Stated task:
Copy word for word the lines from the start through the one containing "hole_handling: even-odd rule, per instance", including both ends. Leave the picture out of your answer.

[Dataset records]
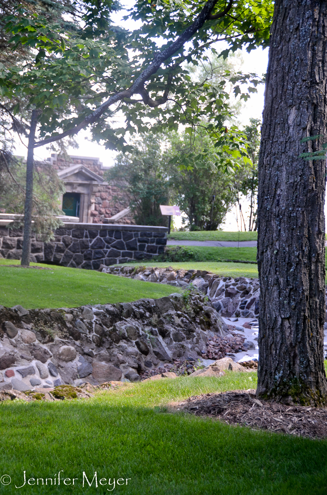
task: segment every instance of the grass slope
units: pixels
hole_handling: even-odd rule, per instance
[[[126,266],[130,266],[131,264],[126,263]],[[119,265],[123,266],[124,265]],[[137,265],[136,265],[137,266]],[[174,270],[205,270],[212,273],[216,273],[221,277],[247,277],[248,278],[257,278],[258,269],[256,265],[246,264],[243,263],[215,263],[213,261],[197,262],[195,261],[151,261],[142,262],[142,266],[157,267],[165,268],[171,266]]]
[[[256,241],[257,232],[223,232],[221,230],[204,230],[200,232],[171,232],[171,241]]]
[[[0,405],[1,475],[17,493],[27,479],[78,479],[75,487],[26,485],[22,493],[69,495],[323,495],[327,443],[230,426],[160,406],[201,393],[255,388],[255,374],[181,378],[127,386],[94,399]],[[82,487],[83,471],[98,482]],[[31,481],[33,483],[33,481]],[[41,482],[40,481],[40,484]],[[49,482],[49,483],[50,482]],[[67,481],[67,483],[69,483]],[[122,482],[121,481],[121,483]]]
[[[50,270],[16,268],[14,260],[0,260],[0,304],[33,308],[74,307],[157,298],[177,288],[88,270],[41,265]],[[36,264],[34,263],[34,264]]]
[[[171,261],[223,261],[226,259],[256,262],[256,248],[215,248],[170,246],[165,256]]]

Final result:
task: segment every instance of the grass slope
units: pixels
hole_handling: even-odd rule, per instance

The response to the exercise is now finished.